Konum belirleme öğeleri
———
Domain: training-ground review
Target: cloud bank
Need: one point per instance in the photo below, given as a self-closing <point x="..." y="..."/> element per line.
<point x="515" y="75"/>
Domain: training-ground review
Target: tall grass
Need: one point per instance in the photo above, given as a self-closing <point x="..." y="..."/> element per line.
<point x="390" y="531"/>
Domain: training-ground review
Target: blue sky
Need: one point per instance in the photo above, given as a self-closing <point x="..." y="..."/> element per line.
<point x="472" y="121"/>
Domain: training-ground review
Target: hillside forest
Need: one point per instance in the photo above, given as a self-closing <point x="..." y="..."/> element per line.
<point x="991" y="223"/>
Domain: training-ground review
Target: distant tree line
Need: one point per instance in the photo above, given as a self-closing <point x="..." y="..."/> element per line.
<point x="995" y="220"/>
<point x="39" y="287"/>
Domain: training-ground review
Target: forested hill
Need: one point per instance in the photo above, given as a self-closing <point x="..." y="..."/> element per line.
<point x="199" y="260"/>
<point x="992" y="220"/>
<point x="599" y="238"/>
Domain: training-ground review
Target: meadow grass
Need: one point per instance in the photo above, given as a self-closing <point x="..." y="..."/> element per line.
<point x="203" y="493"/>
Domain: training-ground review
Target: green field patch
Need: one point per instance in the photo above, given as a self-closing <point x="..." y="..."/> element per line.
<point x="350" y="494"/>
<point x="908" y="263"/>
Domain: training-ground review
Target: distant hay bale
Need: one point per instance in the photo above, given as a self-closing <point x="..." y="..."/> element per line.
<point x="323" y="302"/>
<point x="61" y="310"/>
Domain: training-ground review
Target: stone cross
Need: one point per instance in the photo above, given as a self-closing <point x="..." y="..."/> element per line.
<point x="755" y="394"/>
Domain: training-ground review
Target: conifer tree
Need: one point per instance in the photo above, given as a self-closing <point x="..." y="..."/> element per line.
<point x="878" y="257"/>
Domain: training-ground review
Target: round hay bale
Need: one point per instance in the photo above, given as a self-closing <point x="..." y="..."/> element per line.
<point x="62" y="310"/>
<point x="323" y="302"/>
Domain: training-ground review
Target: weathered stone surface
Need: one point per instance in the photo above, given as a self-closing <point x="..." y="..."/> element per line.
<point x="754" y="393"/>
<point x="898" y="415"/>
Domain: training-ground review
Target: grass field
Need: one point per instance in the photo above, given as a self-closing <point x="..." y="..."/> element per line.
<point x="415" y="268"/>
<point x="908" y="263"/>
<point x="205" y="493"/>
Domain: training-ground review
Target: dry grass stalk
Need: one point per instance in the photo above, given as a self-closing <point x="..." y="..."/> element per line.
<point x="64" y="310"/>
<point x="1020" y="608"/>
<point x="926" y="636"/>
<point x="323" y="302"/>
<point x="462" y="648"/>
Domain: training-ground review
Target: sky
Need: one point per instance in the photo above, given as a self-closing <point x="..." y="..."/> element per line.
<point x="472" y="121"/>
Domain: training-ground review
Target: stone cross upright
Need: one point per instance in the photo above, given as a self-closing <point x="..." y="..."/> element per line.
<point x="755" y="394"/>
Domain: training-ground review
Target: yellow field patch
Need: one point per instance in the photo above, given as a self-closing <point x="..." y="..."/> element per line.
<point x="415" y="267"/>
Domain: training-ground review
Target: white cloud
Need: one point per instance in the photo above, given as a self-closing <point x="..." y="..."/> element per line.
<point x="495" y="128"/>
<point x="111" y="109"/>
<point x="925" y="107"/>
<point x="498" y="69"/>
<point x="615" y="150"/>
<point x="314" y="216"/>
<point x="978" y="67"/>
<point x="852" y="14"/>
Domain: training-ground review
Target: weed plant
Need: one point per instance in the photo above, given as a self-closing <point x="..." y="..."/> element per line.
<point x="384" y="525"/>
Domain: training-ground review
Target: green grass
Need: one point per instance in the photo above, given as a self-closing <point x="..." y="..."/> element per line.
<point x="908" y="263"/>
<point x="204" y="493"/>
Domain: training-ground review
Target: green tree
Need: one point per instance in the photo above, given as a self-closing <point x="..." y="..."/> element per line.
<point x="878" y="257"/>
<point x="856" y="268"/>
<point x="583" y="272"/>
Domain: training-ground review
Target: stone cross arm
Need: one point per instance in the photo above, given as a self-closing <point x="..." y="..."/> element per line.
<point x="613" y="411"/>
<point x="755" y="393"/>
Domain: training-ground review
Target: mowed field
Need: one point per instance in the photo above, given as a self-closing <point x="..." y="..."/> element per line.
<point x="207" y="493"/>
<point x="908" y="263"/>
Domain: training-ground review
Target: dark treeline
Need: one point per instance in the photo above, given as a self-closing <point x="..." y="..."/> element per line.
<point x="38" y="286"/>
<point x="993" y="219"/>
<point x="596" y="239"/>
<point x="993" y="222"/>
———
## Görev
Yukarıdaki kayıtlarda "grass" dizesini içeren satırların sayısını, başka hiçbir şey eklemeden yalnızca sayı olarak belirtin.

## Yanıt
5